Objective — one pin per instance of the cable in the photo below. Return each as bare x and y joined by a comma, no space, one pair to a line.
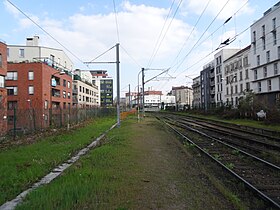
165,21
151,60
131,57
191,32
116,20
45,31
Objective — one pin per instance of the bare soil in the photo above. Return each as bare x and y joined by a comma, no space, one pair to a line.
169,174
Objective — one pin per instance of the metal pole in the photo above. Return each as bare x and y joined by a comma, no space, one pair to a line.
129,97
143,99
118,84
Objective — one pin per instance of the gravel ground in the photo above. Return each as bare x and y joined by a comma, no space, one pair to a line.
170,177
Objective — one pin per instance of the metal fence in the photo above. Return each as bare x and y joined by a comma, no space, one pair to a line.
20,122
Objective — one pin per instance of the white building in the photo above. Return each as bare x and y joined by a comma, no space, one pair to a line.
237,77
183,96
219,73
196,92
265,56
33,52
84,94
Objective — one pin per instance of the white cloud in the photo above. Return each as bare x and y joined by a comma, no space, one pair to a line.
215,6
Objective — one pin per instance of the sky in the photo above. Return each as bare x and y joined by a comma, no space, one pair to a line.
170,38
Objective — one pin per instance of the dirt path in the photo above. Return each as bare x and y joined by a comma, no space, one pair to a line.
170,177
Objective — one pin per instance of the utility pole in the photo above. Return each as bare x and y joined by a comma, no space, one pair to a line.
118,84
129,97
143,96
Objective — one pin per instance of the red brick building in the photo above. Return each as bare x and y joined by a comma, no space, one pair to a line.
3,91
33,89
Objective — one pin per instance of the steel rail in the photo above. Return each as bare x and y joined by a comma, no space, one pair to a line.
263,195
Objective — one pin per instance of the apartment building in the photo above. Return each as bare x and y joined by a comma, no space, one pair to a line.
265,56
37,87
219,59
196,92
3,90
237,76
207,85
183,96
32,52
104,83
85,94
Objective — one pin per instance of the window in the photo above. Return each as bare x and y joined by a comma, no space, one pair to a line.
21,53
246,74
31,90
269,85
12,105
274,23
263,40
46,104
264,72
2,81
12,75
31,75
247,86
275,68
268,56
12,91
258,60
256,74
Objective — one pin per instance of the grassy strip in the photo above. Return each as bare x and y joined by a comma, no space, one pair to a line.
96,181
22,166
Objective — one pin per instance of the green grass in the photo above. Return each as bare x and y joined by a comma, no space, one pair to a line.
97,180
23,165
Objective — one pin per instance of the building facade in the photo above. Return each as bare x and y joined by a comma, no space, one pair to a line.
104,83
219,59
237,77
3,90
265,56
32,52
196,93
207,84
37,91
84,94
183,97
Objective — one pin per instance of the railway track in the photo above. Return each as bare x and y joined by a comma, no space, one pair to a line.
260,175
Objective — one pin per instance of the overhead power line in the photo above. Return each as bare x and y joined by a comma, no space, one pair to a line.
45,31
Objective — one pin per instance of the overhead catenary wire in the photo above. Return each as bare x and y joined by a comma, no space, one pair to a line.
160,43
44,31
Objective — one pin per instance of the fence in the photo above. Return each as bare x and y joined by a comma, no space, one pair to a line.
26,121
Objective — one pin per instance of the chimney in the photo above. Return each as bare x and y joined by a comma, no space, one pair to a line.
34,41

::::::

Assigned task » Give again, exactly, every line from the one holding "Objective — one pin per instance of the chimney" to the last line of the data.

Answer to this exercise »
Objective — one pin per instance of the chimney in the photo above. Return each as bare x and y joined by a comma, no space, one pair to a line.
34,41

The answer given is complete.